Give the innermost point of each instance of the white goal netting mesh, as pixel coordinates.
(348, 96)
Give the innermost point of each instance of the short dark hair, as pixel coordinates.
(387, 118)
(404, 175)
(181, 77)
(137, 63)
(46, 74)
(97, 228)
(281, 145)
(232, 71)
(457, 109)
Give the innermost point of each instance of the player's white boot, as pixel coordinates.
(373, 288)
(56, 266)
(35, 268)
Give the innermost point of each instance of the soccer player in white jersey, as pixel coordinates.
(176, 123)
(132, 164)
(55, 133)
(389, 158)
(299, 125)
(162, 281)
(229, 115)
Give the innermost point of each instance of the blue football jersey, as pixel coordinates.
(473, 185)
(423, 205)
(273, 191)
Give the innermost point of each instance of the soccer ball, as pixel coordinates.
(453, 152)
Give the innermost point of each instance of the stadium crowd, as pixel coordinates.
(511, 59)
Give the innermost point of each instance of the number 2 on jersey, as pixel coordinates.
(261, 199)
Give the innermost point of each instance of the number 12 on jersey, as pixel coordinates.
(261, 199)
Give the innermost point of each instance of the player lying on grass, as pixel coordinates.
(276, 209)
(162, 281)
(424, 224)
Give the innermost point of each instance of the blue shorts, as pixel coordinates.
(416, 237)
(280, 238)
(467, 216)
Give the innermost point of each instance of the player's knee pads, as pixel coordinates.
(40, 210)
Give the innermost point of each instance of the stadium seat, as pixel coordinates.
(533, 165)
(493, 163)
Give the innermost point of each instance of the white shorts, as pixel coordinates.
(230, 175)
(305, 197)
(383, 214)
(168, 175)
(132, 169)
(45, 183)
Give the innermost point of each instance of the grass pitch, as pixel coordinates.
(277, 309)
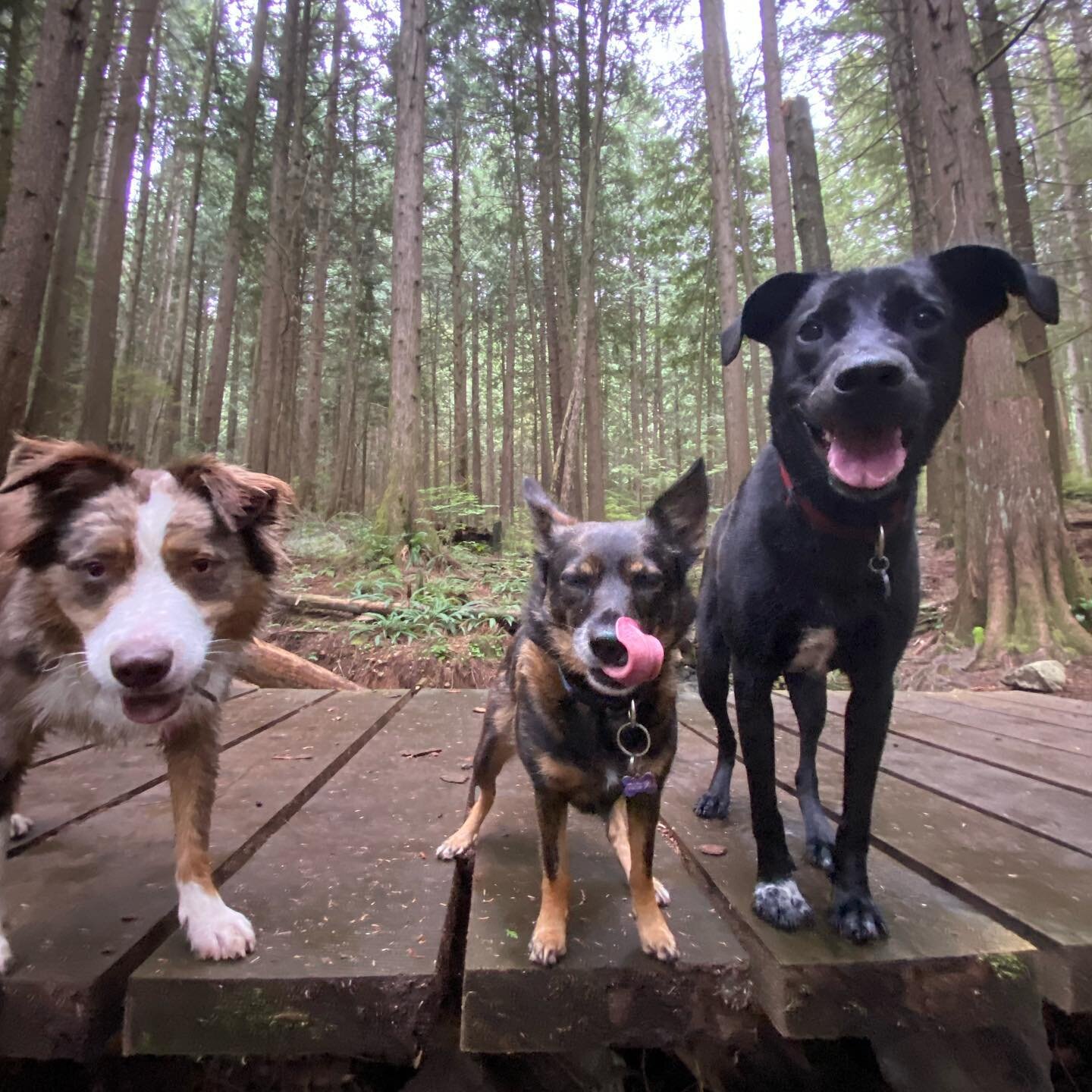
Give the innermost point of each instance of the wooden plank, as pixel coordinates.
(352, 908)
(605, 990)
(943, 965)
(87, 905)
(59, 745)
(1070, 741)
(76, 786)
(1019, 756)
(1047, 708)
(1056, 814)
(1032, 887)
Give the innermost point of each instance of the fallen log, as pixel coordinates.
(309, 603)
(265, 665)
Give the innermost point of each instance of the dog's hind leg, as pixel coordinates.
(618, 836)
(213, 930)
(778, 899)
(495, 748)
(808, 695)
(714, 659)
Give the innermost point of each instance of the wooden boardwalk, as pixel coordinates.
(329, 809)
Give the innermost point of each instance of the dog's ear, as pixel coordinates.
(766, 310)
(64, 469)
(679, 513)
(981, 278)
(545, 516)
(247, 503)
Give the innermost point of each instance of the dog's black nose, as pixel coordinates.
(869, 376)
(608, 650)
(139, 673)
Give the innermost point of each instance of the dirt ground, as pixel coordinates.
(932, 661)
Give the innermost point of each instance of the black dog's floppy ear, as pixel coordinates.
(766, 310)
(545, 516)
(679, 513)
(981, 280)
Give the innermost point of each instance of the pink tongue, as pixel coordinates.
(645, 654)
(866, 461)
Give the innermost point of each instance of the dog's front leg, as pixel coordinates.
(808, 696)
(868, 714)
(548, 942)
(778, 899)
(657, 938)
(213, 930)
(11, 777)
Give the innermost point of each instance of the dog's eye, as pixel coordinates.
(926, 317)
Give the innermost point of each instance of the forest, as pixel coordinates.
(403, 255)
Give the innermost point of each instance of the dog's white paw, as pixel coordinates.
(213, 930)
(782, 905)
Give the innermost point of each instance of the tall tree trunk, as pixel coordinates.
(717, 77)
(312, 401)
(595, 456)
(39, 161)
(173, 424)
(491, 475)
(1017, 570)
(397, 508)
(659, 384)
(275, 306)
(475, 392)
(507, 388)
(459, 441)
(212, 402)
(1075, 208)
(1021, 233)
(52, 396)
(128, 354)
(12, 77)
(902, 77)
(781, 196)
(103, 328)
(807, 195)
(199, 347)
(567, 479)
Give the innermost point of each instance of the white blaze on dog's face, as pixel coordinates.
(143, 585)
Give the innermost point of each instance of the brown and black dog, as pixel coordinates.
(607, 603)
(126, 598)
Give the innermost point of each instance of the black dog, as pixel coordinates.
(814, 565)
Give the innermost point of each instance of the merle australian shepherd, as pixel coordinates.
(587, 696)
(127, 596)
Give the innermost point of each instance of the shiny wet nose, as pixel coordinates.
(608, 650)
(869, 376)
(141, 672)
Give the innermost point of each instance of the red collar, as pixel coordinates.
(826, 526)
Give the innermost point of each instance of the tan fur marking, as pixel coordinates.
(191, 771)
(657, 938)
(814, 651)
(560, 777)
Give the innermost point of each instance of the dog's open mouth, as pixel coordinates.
****************************************
* [GOAL] Retype everything in the material word for word, minus pictures.

* [WORKED SOLUTION]
Give the innermost point of each instance of the white goal netting mesh, as pixel coordinates.
(348, 96)
Give the innermost point of each instance of the short dark hair, as pixel coordinates.
(387, 118)
(404, 175)
(181, 77)
(137, 63)
(46, 74)
(97, 228)
(281, 145)
(232, 71)
(457, 109)
Give the innermost point of each instance of the player's white boot, as pixel coordinates.
(373, 288)
(56, 266)
(35, 268)
Give the innermost point of each instance of the soccer player in white jersey, as pixel coordinates.
(176, 123)
(132, 164)
(55, 133)
(389, 158)
(299, 125)
(162, 281)
(229, 115)
Give the innermost point of each instance of the blue football jersey, as pixel coordinates.
(473, 185)
(423, 205)
(273, 191)
Give the innermost point of each instance of the soccer ball, as pixel coordinates.
(453, 152)
Give the innermost point of each instance of the stadium crowd, as pixel coordinates.
(511, 59)
Give the innermost point of each instance of the number 2 on jersey, as pixel coordinates.
(261, 199)
Give the innermost point of each instance of the number 12 on jersey, as pixel coordinates.
(261, 199)
Give the innermost point of each instance of the player lying on grass, as pixel coordinates.
(276, 209)
(162, 281)
(424, 224)
Give the innermost point of each instance of the blue shorts, as pixel coordinates.
(416, 237)
(280, 238)
(467, 216)
Give the innermost point of each instance of the player's knee pads, as pixel coordinates.
(40, 210)
Give the innermost point of each instance of the stadium seat, as pixel coordinates.
(533, 165)
(493, 163)
Give the innermost point of each instance of the white shorts, as pixel coordinates.
(230, 175)
(305, 197)
(383, 214)
(168, 175)
(132, 169)
(45, 183)
Give the innermost point of each instance of the grass pitch, as pixel coordinates.
(277, 309)
Give the innermost point of each instance of the wooden plank, as pixel coordinates.
(352, 908)
(605, 990)
(943, 965)
(87, 905)
(59, 745)
(1070, 741)
(76, 786)
(1019, 756)
(1047, 708)
(1056, 814)
(1032, 887)
Give the innermost point of each instance of the fallen log, as pixel coordinates.
(309, 603)
(265, 665)
Give the innermost point of each instance of the dog's hind leg, as pixel coordinates.
(618, 836)
(213, 930)
(778, 899)
(495, 748)
(808, 695)
(714, 659)
Give the innermost point of each instance of the wooden boardwalk, as pixel coordinates.
(329, 809)
Give the innermost point of each instance of the dog's ear, as pixel coordinates.
(766, 310)
(64, 469)
(679, 513)
(981, 278)
(545, 516)
(247, 503)
Give the innermost point of each instance of the dog's black nose, as pixel coordinates.
(869, 376)
(608, 650)
(139, 673)
Give the innermost point of each instance of the dirt ground, as pixel coordinates.
(932, 661)
Give the innermost point of each instance of the black dog's floppy ear, as pixel coordinates.
(766, 310)
(545, 516)
(679, 513)
(981, 280)
Give the innermost point of each instance of the pink tongue, as pixel coordinates.
(645, 654)
(866, 461)
Give the innermost point of each instance of the dog's front leg, as pixel coordinates.
(808, 696)
(868, 714)
(548, 942)
(778, 899)
(657, 938)
(213, 930)
(11, 777)
Give the innermost point of each instance of the dog's eye, as pixel coordinates.
(926, 317)
Give the innermost point of each instance of the forest, as pixel coordinates.
(403, 255)
Give the innermost point of each instance of the dog's white paw, as pixel coordinates.
(213, 930)
(782, 905)
Give the innermost point of each instance of the tall tree trunk, as pixel coordinates.
(717, 77)
(312, 401)
(595, 456)
(39, 161)
(173, 424)
(491, 475)
(1017, 570)
(397, 508)
(659, 384)
(275, 306)
(475, 392)
(507, 388)
(459, 441)
(212, 402)
(1075, 208)
(1021, 233)
(52, 396)
(128, 354)
(12, 77)
(902, 77)
(781, 196)
(103, 328)
(807, 195)
(199, 347)
(567, 479)
Give the innermost point of each instance of the white blaze on dog's face, as pixel coordinates.
(143, 585)
Give the innermost point of each instance of the brown and black dog, as pixel coordinates.
(607, 603)
(126, 598)
Give the innermost point of each instance of the black dog, as pixel coordinates.
(814, 565)
Give the innermost point of each instance of the merle australian shepherd, as pixel coordinates.
(587, 696)
(127, 596)
Give the innermost point of each instance of the shiny wet nose, as pixel coordinates.
(608, 650)
(869, 376)
(141, 672)
Give the innermost point of each instance of the red collar, as pixel coordinates.
(826, 526)
Give the innermost point of each instance of the tan fur marking, as pixel coordinates.
(191, 771)
(657, 938)
(814, 651)
(560, 777)
Give the innermost point of each instance of the dog's open mouth, as pixel coordinates.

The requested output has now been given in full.